--- START OF Extracted text ---

You are viewing a plain text version of this content. The canonical link for it is here.
Posted to dev@pinot.apache.org by Pinot Slack Email Digest <ap...@gmail.com> on 2021/09/17 02:00:20 UTC
Apache Pinot Daily Email Digest (2021-09-16)

### _#general_

  
 **@prtk.ngm:** Hello All,  i am follwing this to configure spark job for
ingestion, can we give input staging Directory as HDFS Directory. I don't want
to use Hadoop utility jar to ingest data.  
**@ken:** I assume you can use HDFS for the staging directory, since we do
that for batch segment generation with Hadoop  
 **@raj.swarnim:** @raj.swarnim has joined the channel  
 **@sheetalarun.kadam2:** Hi all, I want to do insert of a single record to
Pinot from an application. Setting up Kafka for real time ingestion seems too
complicated for very small volume insert calls. Is there some other way?  
**@g.kishore:** Pinot does not support row level insert api as of now. You can
use the batch api  
**@npawar:** You can try out the SegmentWriter interface. There’s no document
yet, but this test demonstrates how to use  But in any case, creating segments
with single row isn’t the best idea  
**@sheetalarun.kadam2:** Thanks I will check it out. But yes the single row
thing is what’s troubling me. I use the table for searchbox so I don’t want to
batch process  
**@ken:** Are you trying to use Pinot for near real time search?

--- END OF Extracted text ---
--- START OF Records ---

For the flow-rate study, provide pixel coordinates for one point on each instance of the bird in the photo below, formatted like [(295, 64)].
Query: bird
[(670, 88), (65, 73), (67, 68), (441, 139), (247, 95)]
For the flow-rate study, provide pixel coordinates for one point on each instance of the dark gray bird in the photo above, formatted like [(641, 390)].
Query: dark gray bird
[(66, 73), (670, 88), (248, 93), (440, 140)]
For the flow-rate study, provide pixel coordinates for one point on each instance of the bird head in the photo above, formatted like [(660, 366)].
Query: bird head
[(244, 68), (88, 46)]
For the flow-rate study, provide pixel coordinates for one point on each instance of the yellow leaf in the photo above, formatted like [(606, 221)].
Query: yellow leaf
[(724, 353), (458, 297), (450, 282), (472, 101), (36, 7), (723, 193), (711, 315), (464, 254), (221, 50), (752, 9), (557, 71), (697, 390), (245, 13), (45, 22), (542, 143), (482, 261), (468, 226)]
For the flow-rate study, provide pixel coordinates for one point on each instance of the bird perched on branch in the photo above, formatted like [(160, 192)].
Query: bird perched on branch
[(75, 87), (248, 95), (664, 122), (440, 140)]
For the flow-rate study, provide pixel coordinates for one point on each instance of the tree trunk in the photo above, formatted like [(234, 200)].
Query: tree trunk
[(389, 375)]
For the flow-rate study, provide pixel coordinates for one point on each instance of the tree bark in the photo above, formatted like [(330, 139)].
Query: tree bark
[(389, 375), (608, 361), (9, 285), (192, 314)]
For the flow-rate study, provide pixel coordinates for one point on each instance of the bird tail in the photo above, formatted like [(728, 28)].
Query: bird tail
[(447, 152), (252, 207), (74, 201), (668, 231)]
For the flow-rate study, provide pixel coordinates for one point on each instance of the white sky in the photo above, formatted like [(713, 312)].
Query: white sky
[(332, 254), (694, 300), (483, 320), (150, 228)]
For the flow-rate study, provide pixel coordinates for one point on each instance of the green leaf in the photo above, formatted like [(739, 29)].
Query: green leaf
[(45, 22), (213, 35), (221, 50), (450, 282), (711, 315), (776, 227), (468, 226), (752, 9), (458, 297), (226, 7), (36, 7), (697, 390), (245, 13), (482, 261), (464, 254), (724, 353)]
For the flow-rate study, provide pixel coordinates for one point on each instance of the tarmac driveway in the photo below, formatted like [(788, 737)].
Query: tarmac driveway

--- END OF Records ---
--- START OF Records ---

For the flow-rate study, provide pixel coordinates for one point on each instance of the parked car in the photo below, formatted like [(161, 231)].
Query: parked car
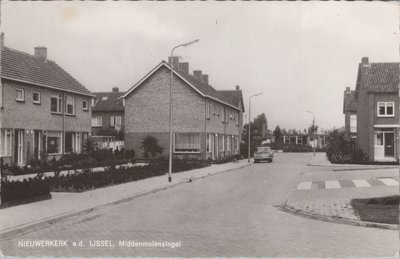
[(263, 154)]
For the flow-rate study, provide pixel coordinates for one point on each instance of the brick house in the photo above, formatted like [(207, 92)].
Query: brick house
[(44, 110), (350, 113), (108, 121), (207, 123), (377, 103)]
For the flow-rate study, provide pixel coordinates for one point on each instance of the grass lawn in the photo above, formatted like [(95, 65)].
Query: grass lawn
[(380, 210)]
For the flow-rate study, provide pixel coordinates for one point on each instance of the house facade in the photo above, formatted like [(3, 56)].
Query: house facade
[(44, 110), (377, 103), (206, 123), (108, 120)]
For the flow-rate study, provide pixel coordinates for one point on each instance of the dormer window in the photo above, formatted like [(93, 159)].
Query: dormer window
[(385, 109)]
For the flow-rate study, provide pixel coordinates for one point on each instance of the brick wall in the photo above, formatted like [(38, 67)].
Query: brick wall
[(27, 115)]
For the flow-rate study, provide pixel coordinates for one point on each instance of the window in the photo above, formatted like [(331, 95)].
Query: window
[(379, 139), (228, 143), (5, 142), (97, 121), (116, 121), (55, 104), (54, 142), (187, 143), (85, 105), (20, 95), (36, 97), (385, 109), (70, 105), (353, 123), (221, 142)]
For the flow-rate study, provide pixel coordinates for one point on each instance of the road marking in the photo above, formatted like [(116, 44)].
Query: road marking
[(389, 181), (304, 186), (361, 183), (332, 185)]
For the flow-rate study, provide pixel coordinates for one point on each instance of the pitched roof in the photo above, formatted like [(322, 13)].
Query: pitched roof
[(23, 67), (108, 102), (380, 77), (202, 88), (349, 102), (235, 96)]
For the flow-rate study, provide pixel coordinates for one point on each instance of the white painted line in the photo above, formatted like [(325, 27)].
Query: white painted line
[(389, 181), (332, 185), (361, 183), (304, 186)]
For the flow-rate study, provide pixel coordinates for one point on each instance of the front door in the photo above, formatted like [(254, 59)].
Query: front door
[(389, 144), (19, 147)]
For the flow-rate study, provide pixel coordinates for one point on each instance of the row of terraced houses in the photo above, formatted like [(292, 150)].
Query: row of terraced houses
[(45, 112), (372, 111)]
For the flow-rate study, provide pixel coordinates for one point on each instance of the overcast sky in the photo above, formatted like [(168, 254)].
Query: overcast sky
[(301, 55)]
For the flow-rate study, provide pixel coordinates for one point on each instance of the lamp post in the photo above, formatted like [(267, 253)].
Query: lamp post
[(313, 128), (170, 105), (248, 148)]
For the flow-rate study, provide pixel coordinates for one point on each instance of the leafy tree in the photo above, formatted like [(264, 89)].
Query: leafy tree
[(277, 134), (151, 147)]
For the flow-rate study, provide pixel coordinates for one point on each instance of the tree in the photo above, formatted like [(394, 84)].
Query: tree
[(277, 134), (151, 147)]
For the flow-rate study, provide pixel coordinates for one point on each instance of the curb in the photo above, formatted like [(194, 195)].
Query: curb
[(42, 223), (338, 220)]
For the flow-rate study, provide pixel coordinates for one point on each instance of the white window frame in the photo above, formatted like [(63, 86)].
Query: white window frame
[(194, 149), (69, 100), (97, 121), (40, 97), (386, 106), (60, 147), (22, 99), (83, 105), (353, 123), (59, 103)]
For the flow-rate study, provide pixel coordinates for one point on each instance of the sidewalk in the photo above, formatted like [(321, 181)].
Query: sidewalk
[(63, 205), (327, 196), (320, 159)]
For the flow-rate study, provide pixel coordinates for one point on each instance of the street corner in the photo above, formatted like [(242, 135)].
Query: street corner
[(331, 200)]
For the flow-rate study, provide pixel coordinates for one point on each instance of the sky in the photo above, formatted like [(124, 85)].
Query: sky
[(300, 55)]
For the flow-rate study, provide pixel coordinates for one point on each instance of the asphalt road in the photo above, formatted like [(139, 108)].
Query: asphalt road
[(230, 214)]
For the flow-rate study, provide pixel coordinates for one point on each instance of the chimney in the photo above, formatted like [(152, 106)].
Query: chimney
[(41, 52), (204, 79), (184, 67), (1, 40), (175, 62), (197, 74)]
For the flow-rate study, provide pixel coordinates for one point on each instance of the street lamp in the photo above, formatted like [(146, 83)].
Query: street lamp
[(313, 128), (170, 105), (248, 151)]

--- END OF Records ---

- Exercise directions
From the Pinot email digest above, list each distinct user handle that appears in bold at the start of a message, in order of first appearance.

- Correct output
@prtk.ngm, @ken, @raj.swarnim, @sheetalarun.kadam2, @g.kishore, @npawar